## Records
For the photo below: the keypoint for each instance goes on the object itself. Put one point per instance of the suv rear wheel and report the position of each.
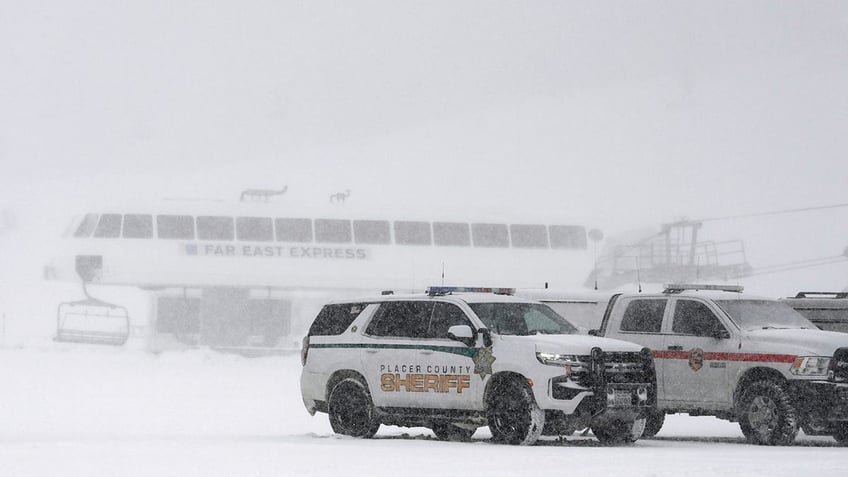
(840, 433)
(654, 420)
(350, 409)
(766, 415)
(446, 431)
(513, 415)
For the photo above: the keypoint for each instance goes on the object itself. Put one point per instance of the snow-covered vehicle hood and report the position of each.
(803, 342)
(573, 344)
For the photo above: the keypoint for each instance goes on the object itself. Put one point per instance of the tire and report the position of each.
(766, 415)
(816, 429)
(840, 433)
(446, 431)
(350, 409)
(654, 421)
(619, 432)
(513, 415)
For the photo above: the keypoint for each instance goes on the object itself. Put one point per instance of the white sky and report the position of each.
(629, 113)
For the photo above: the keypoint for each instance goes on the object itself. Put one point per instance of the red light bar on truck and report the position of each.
(677, 288)
(448, 290)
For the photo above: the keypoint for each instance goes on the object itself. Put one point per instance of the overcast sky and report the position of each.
(633, 112)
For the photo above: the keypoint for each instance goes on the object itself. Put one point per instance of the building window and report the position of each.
(332, 231)
(568, 236)
(413, 233)
(293, 230)
(529, 236)
(371, 231)
(175, 227)
(215, 228)
(87, 225)
(451, 233)
(257, 229)
(138, 226)
(490, 235)
(109, 226)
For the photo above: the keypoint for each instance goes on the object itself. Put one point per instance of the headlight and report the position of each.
(556, 359)
(810, 366)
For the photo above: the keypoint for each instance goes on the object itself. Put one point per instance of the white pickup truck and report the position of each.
(747, 359)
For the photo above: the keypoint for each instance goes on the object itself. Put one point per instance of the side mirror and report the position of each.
(487, 336)
(461, 333)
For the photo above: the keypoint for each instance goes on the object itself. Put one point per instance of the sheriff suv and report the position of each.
(455, 361)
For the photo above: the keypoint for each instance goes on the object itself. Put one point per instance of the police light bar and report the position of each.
(677, 288)
(448, 290)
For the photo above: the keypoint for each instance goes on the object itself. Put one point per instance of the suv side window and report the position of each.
(445, 315)
(644, 316)
(407, 319)
(694, 318)
(334, 319)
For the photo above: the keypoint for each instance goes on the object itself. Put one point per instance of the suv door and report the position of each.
(411, 363)
(697, 344)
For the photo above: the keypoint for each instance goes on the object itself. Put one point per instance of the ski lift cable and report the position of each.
(797, 266)
(776, 212)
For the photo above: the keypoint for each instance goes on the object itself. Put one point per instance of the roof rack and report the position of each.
(432, 291)
(822, 295)
(677, 288)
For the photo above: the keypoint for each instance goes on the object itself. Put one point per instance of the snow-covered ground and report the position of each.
(84, 410)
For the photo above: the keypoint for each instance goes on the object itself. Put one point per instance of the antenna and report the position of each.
(443, 273)
(638, 274)
(596, 236)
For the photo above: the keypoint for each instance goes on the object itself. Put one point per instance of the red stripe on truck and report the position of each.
(749, 357)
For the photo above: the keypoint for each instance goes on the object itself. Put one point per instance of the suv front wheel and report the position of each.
(446, 431)
(766, 415)
(350, 409)
(513, 415)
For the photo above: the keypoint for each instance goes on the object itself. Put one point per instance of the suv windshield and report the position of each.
(522, 319)
(763, 314)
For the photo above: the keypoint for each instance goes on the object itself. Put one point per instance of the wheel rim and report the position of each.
(511, 421)
(351, 410)
(763, 416)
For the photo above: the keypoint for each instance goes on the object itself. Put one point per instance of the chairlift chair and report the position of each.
(92, 321)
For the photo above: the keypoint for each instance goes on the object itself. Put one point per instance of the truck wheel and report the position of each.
(513, 415)
(448, 432)
(653, 423)
(840, 433)
(351, 411)
(619, 432)
(766, 415)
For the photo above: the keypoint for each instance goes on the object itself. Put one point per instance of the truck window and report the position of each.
(444, 316)
(407, 319)
(644, 316)
(522, 319)
(694, 318)
(334, 319)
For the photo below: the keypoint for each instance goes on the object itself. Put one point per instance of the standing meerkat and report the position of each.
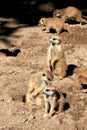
(37, 84)
(56, 61)
(53, 23)
(70, 13)
(81, 83)
(53, 100)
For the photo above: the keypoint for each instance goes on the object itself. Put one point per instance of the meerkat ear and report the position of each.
(43, 74)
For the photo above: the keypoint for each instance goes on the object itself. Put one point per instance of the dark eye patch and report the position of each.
(43, 74)
(54, 38)
(53, 44)
(47, 90)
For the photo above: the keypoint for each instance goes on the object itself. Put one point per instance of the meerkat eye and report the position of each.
(59, 40)
(43, 74)
(54, 38)
(53, 44)
(49, 79)
(47, 89)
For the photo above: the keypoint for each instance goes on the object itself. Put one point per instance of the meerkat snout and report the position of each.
(55, 40)
(49, 92)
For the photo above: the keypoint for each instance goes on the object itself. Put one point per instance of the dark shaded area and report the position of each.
(30, 11)
(66, 106)
(24, 98)
(71, 68)
(10, 53)
(84, 86)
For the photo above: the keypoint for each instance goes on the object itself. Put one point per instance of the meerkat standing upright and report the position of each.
(37, 84)
(54, 100)
(56, 61)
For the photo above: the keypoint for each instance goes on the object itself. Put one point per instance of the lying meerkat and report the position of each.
(69, 13)
(56, 61)
(37, 83)
(53, 101)
(53, 23)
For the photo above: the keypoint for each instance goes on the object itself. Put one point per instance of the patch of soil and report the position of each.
(23, 52)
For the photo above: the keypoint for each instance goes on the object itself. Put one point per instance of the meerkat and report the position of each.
(80, 82)
(36, 85)
(53, 23)
(54, 101)
(56, 60)
(69, 13)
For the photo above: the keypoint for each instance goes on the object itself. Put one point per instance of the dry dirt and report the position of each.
(23, 52)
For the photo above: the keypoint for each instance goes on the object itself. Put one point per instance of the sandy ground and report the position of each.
(23, 52)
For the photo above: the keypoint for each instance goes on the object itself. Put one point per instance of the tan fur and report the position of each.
(53, 100)
(53, 23)
(82, 80)
(56, 61)
(69, 13)
(36, 85)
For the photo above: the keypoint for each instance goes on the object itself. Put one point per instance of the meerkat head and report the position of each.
(57, 13)
(41, 22)
(47, 76)
(55, 40)
(49, 91)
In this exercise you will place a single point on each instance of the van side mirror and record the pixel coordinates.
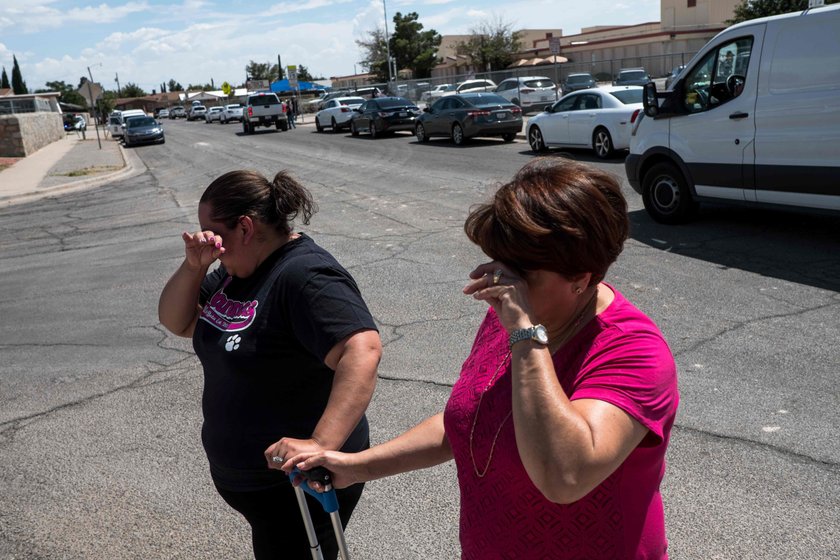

## Problem
Word for word, reproduce all the data, but not the pictures.

## Task answer
For the photo below: the keypoint for each instance goes on the object itself. Put one point per instance of the suv rear wheel and report the position of each.
(840, 433)
(654, 420)
(350, 409)
(766, 415)
(446, 431)
(513, 415)
For the photo above: the keypoint for each instance goes on the object itself. Put one point per instance of the snow-covered vehicle hood and report the position of each.
(803, 342)
(573, 344)
For the photo above: the keypoint for each instance goes on the object itself. Put one point per instance of the tire and report the position of each.
(766, 415)
(816, 429)
(840, 433)
(446, 431)
(350, 409)
(654, 421)
(619, 432)
(513, 415)
For the photo above: the keypoint for each instance goes on the object itself. Put one point per instance of the white sky and report the position of each.
(629, 113)
For the photo above: the keypoint for each instance goes on the object itself. Put one point per instance of the red light bar on truck and report the position of each.
(677, 288)
(448, 290)
For the photo above: the keypoint for each instance goes on the object itself. Put one point per instance of the overcast sky and report the position of each.
(633, 112)
For the photo above: the keypoint for each instance goes on the object itself. Put one point per instance of the building window and report the position of each.
(332, 231)
(568, 236)
(413, 233)
(293, 230)
(529, 236)
(371, 231)
(175, 227)
(215, 228)
(87, 225)
(451, 233)
(257, 229)
(138, 226)
(490, 235)
(109, 226)
For the photo above: the keypoint for each instance goes on the object itself. Put one point per instance of the headlight and report the position of each.
(556, 359)
(810, 366)
For the photo above: the keypoint for each instance goes on the object itself. Put one point per instance of the white pickup truck and report the position of each.
(747, 359)
For the photo above: the keypoint for each instance goes on the object itself. Put one point per instance of the side mirror and report the position of each.
(487, 336)
(461, 333)
For the photo above: the keypoint for each instance goes on the object itself. Put one point per instance of the sheriff suv and report the position of each.
(455, 361)
For the photo above: the keypoint for each instance goes on the object itself. Put one point per instance of the police light bar and report the position of each.
(677, 288)
(448, 290)
For the photo above: the keypoint for each instance goes on the object itself. Put one point per instance of the suv side window and report the position of each.
(445, 315)
(644, 316)
(407, 319)
(694, 318)
(334, 319)
For the photo above: the keypoint for each instance goes on the object itself. Put one point per instance of the suv door and report the position of each.
(411, 363)
(697, 344)
For the photo above: the keypoint for each instance goes on the object itself. Put one point per instance of the ski lift cable and report the position of each.
(797, 266)
(776, 212)
For the photo above: the keypoint for each instance goes on the object itself. Put one point per instance of the roof rack and report the position of each.
(432, 291)
(822, 295)
(677, 288)
For the photo above: the keypoint for each instance goes on the object itself. Put one point per instance of the snow-covered ground and report the position of each.
(84, 410)
For the photo above: the keypoint for each instance goes on the object itself. Put one point per instance of the antenna and report the position of each.
(443, 273)
(638, 274)
(596, 236)
For the photo above: the keypoint for each instance goes on the object itself. Put one point per instance of the red stripe on truck and report the position of each.
(749, 357)
For the photo above: the keypoint for each instance goes on the object itself. Put one point per instance of the suv front wheel and report the position of each.
(446, 431)
(766, 415)
(350, 409)
(513, 415)
For the photo above: the keypoint for each instance goes on the object itself. Put one point per instance of the suv windshield and report the position of each.
(522, 319)
(763, 314)
For the photo above: the keypoint for each instance goes on the object itself. Put one point per instance of the wheel rim and report the position of each.
(511, 421)
(351, 410)
(763, 416)
For the photo above: the keypoint for each instance goes on the object itself. Put one point per instance of the chairlift chair and report the position of each.
(92, 321)
For the photo above: the keypoint for each instance goes on the object itself. Put one point per instance of the truck wheel and report the position of each.
(513, 415)
(448, 432)
(653, 423)
(840, 433)
(351, 411)
(619, 432)
(766, 415)
For the photo above: the keypoint for each instance goes on the object itself. Put one point per instance of the truck window and report the position of each.
(444, 316)
(407, 319)
(644, 316)
(522, 319)
(694, 318)
(334, 319)
For the photo below: the keypoint for each instance goes on the object itself. Put one point per instance of the standing meerkat and report the position of each.
(37, 84)
(56, 61)
(53, 23)
(70, 13)
(81, 83)
(53, 100)
For the photo above: the keypoint for each instance goes on the object itself. Put one point per instance of the meerkat ear and report the position of each.
(43, 74)
For the photo above: the keypoint for each instance goes on the object itself. Put one point per instance of the dark eye patch and report the position of each.
(43, 74)
(54, 38)
(53, 44)
(47, 90)
For the photo above: the keypoint for each instance goes on the object itself. Put one point per instance of the meerkat eye and report the position of each.
(59, 40)
(43, 74)
(54, 38)
(53, 44)
(49, 79)
(47, 89)
For the photo above: the keypoint for each instance goes on the object itself. Put one point per instance of the meerkat snout and report the position of each.
(55, 40)
(49, 92)
For the photo above: the keypoint for each instance goes on the object itself. Put one point per instance of the dark shaded area and report the position of each.
(30, 11)
(66, 106)
(24, 98)
(71, 68)
(10, 53)
(84, 86)
For the photo above: the keypoint for each instance goes on the object itself. Put one point per instance of the meerkat standing upright and report the position of each.
(37, 84)
(54, 100)
(56, 61)
For the photo above: the keypoint for each instance goes on the object itself. Put one point per instance of the lying meerkat and report the position of each.
(69, 13)
(56, 61)
(37, 83)
(53, 101)
(53, 23)
For the photo above: the keypoint for each instance goes on the object itself. Put one point per instance of the patch of soil and report the position of each.
(23, 52)
For the photo above: the keypoint for each instance goes on the object itself. Put one point per instance of the meerkat and report the position of each.
(80, 82)
(36, 85)
(53, 23)
(54, 101)
(56, 60)
(69, 13)
For the photo above: the keypoint for each instance goes on the object itself. Put one point per instance of the dry dirt and report the position of each.
(23, 52)
For the photo above: the keypoint for each instance goes on the object itself. Put one point per instance of the sandy ground and report the position of each.
(23, 52)
For the photo above: the keypoint for each instance goes on the object itself. Put one point per instance of the tan fur and report the position of each.
(53, 100)
(53, 23)
(82, 80)
(56, 61)
(69, 13)
(36, 85)
For the photo above: the keypoint for each instance goes on the object itself. Put one point per instance of the meerkat head and report the position of each.
(57, 13)
(41, 22)
(47, 76)
(55, 40)
(49, 91)
In this exercise you will place a single point on each instance of the van side mirror and record the pixel coordinates.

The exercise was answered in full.